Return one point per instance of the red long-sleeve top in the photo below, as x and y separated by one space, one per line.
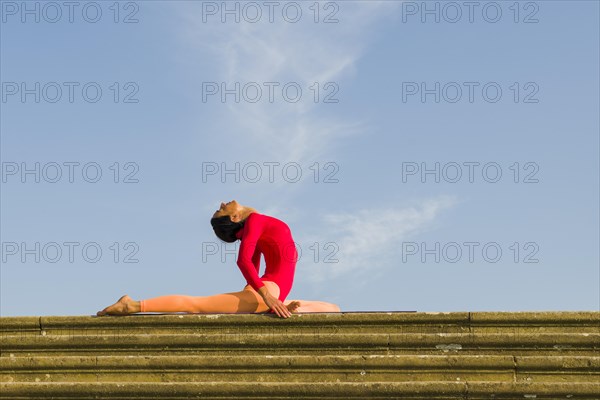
271 237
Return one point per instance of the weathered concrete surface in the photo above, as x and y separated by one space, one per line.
463 355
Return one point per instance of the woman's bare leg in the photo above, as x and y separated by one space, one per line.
302 306
245 301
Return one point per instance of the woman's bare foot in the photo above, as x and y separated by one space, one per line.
293 306
124 306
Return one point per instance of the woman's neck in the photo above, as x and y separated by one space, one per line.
246 212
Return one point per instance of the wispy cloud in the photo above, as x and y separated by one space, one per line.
367 240
304 53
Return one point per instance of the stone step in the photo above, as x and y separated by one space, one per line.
305 390
464 355
276 368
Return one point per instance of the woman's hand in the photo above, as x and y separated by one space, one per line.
277 305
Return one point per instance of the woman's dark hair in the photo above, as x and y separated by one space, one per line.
225 229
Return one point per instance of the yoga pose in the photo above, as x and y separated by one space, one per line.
260 235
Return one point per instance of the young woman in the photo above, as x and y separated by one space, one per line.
260 235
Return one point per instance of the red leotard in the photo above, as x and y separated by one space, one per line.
262 234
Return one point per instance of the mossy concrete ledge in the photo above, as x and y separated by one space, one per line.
348 355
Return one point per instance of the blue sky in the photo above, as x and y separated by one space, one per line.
378 223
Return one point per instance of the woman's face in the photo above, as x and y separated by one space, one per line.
227 209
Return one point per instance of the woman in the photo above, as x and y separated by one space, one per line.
259 234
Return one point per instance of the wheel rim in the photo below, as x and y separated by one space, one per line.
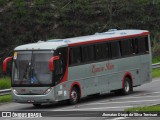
127 87
74 96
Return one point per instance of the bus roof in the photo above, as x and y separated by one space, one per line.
97 37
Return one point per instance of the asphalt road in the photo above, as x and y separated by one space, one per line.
145 95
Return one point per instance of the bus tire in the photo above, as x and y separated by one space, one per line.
37 105
128 88
74 96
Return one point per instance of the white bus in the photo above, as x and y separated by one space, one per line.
73 68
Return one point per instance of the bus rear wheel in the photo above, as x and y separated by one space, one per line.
37 105
74 96
127 86
127 89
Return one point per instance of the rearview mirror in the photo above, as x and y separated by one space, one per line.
51 62
5 62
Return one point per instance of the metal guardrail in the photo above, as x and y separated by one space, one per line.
8 91
5 92
156 65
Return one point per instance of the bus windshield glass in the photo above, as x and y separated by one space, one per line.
30 68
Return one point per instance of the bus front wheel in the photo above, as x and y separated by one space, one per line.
37 105
74 96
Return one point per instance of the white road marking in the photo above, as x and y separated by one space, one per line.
124 102
92 108
119 118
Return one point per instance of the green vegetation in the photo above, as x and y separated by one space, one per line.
156 59
145 109
27 21
5 83
156 73
5 98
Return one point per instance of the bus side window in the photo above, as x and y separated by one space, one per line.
115 49
88 53
126 47
61 64
141 45
102 51
75 56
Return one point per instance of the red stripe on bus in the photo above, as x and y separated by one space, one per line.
125 75
108 39
78 84
65 77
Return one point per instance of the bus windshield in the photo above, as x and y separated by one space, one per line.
30 68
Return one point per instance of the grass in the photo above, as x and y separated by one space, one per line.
155 73
145 109
156 59
5 83
5 98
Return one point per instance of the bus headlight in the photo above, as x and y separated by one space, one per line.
15 91
48 90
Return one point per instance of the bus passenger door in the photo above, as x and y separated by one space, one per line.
60 73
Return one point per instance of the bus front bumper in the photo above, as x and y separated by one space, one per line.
46 98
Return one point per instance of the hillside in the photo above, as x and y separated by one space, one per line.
25 21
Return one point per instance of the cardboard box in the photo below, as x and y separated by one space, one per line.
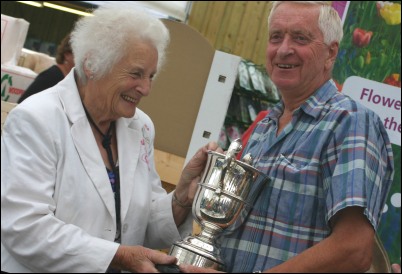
13 34
14 82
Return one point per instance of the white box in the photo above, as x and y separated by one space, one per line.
13 34
14 82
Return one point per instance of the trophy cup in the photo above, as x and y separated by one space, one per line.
225 195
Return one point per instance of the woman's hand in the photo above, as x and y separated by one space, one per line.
139 259
195 269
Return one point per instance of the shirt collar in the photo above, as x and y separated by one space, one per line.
313 105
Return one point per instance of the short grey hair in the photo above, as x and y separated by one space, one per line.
100 41
329 21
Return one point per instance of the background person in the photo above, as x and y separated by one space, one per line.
51 76
79 189
329 158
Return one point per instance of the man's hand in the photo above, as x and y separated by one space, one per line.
195 269
140 259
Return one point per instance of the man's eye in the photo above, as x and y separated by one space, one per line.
301 39
275 38
136 75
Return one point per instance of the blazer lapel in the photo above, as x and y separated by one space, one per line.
84 141
128 146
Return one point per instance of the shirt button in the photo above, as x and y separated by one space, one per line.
125 226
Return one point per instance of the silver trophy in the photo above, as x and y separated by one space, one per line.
225 195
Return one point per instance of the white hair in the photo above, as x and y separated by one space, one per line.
329 21
100 41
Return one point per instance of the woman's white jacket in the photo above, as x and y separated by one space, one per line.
57 205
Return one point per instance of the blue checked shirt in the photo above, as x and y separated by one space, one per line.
334 153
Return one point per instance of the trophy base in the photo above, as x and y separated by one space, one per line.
193 251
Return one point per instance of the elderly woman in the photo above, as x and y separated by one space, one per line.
79 190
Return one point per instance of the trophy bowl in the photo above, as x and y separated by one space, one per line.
225 195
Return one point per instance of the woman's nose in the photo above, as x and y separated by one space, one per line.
144 87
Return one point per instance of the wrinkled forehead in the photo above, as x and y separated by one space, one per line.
292 17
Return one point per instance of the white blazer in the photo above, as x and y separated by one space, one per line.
57 205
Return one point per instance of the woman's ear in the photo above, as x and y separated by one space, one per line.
88 68
333 53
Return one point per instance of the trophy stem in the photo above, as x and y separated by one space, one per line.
209 231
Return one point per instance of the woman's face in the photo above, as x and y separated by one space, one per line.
118 93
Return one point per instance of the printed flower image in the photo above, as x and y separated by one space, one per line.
371 45
361 37
391 12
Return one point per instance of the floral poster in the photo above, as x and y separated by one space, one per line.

PROMPT:
With the pictures removed, return the listing above in its exact original wording.

WRITTEN RESPONSE:
Return one point per instance of the red long-sleeve top in the photo below, as x and y separated by one space, one per line.
271 237
Return one point per instance of the weathered concrete surface in the photo above, as x and y separated by one space, one per line.
463 355
Return one point per instance of the woman's bare leg in the photo above, as x and y separated by one space, one per line.
302 306
245 301
Return one point per instance of the woman's bare foot in the photo above, as x and y separated by one space, one per line.
293 306
124 306
Return one point per instance of the woman's neck in the photo above, as x and y separated by one space, one per line.
246 212
Return one point per instance of the wispy cloud in the photo above, as x and y separated by one space, one per line.
367 240
304 53
Return one point per instance of the stone step in the photo above, as x and y separated by one space, one per line.
305 390
464 355
276 368
Return one point per instance of the woman's hand in the photo above, as x and y separated by one space, one per line.
277 305
Return one point per instance of the woman's dark hair in the photo above, as x and y separated by one space, one per line.
225 229
Return one point per instance of the yoga pose in the photo above, as x and y separated by one space, one per line.
260 235
Return one point per instance of the young woman in the photo above, as x and y separated by one space, one per line.
260 235
Return one point per instance of the red leotard in the photo above, as x and y separated by one space, one per line.
262 234
Return one point per instance of the mossy concrete ledge in the photo above, as x and y separated by one space, one per line.
348 355
Return one point per instance of the blue sky in the photo above, as x and y separated by one space, one per line.
378 223
Return one point per instance of the woman's face in the photo above, as x and y separated by one space, one per line.
227 209
Return one point per instance of the woman in the photo above, as x and y separated by one space, one per line.
259 234
Return one point per instance of the wheel rim in the photo below, as x and y separated by one space, one per line.
127 87
74 96
Return one point per instance of the bus roof in the photo above, as x and y separated by one space, one per line.
97 37
Return one point per instance of the asphalt road in the photo above, as x and y separated by one space, one per line.
145 95
Return one point per instance of the bus tire in the photo above, as x and y separated by one space, one per line.
37 105
128 88
74 96
Return one point per instance of the white bus in the photo above, as x and y separated by one space, one per line.
73 68
Return one point per instance of the bus rear wheel in the photo above, as x and y separated by one space, one per line.
37 105
74 96
127 86
127 89
Return one point per instance of the rearview mirror in the photo above, as x and y separated by one space, one per line.
51 62
5 62
Return one point per instance of the metal guardrail in the photo above, as x and y separated by one space, one per line.
8 91
5 92
156 65
Return one point per instance of the bus windshield glass in the photo above, as x and y separated by one space, one per line.
30 68
Return one point per instance of the bus front wheel in the photo above, as x and y separated by one space, one per line.
37 105
74 96
Return one point per instance of the white road marking in the photo above, as x and y separated by one space, one per line.
124 102
92 108
119 118
Return one point per instance of the green vegetation in the photo above, as x and y separated by one space, one per line.
156 59
145 109
27 21
5 83
156 73
5 98
Return one point per instance of the bus side window in the photo above, as x and y separated by one space, one per line.
115 49
88 53
126 47
61 64
141 45
102 51
75 56
Return one point per instance of the red stripe on bus in the photo above, as x and y separated by one space, one per line.
125 75
108 39
78 84
65 77
Return one point per instance of the bus windshield in the photo above, as x and y separated by one space, one per line.
30 68
Return one point per instance of the grass in the photo above, as x and y separated by one space, one per line.
155 73
145 109
156 59
5 83
5 98
Return one point per instance of the bus headlight in the photo above, as x and y separated by one space, one per line.
15 91
48 90
Return one point per instance of the bus passenger door in the photo above, as x and y separated by one space, one per line.
60 73
Return one point per instance of the bus front bumper in the photo above, as x and y separated by one space, one per line.
46 98
Return one point per instance of the hillside in the photo above, as x and y separated by one space, one per line.
25 21
Return one point per instance of the cardboard box in the photo below, as x and y separated by one space, one per line.
13 34
14 82
Return one point per instance of the white box in the photo above, as x and y separated by one space, one per line.
13 34
14 82
Return one point per instance of the trophy cup in the photo above, as x and y separated by one space, one per line.
225 195
Return one point per instance of the woman's hand in the photo above, as x and y separated by one space, one per line.
139 259
195 269
Return one point per instance of the shirt collar in the photo above, as x and y separated by one space, one per line.
313 105
Return one point per instance of the short grey hair in the photo above, as x and y separated by one space, one per line.
100 41
329 21
Return one point per instance of the background person in the photo above, as x and y separated by one space, one per line.
51 76
79 189
329 158
Return one point per instance of the man's hand in the photo above, as x and y separated by one space, one per line.
195 269
140 259
Return one point per instance of the man's eye in the photo above, as x and y separated by one space, one per line.
301 39
275 38
136 75
Return one point per instance of the blazer lapel in the photo above, as x and y separated by one space, one per line.
84 141
128 146
Return one point per instance of the shirt button in the photo above, as x and y separated by one space, one per line.
125 226
Return one point per instance of the silver trophy in the photo above, as x and y separated by one space, one per line.
225 195
Return one point per instance of the white hair in the photo above, as x and y separated by one space, one per line.
329 21
100 41
Return one point per instance of the woman's white jacket in the photo above, as x and y separated by one space, one per line.
57 205
Return one point per instance of the blue checked shirt in the photo above, as x and y separated by one space, one per line.
334 153
Return one point per instance of the trophy base in the photo above, as x and y separated by one space, one per line.
193 251
Return one point per instance of the elderly woman in the photo above, as x and y separated by one space, one per line.
79 190
Return one point per instance of the trophy bowl in the photo above, as x and y separated by one space, one per line.
225 195
Return one point per instance of the woman's nose in the photo above, as x and y separated by one space, one per line.
144 87
Return one point per instance of the wrinkled forehead in the photo above, as x and y separated by one space, one per line.
292 17
Return one point per instance of the white blazer in the photo above, as x and y separated by one space, one per line.
57 205
Return one point per instance of the woman's ear in the photo above, as x and y separated by one space, one per line.
88 68
333 53
Return one point per instance of the trophy stem in the photo above, as x and y separated by one space, one per line.
209 231
Return one point per instance of the woman's face in the photo above, as x and y separated by one space, one per line.
118 93
Return one point per instance of the printed flower image in the photo above, as x and y separated by one space, one per line.
371 45
361 37
391 12
Return one point per instance of the floral poster in the photo above, as x and y separated by one space, one per line.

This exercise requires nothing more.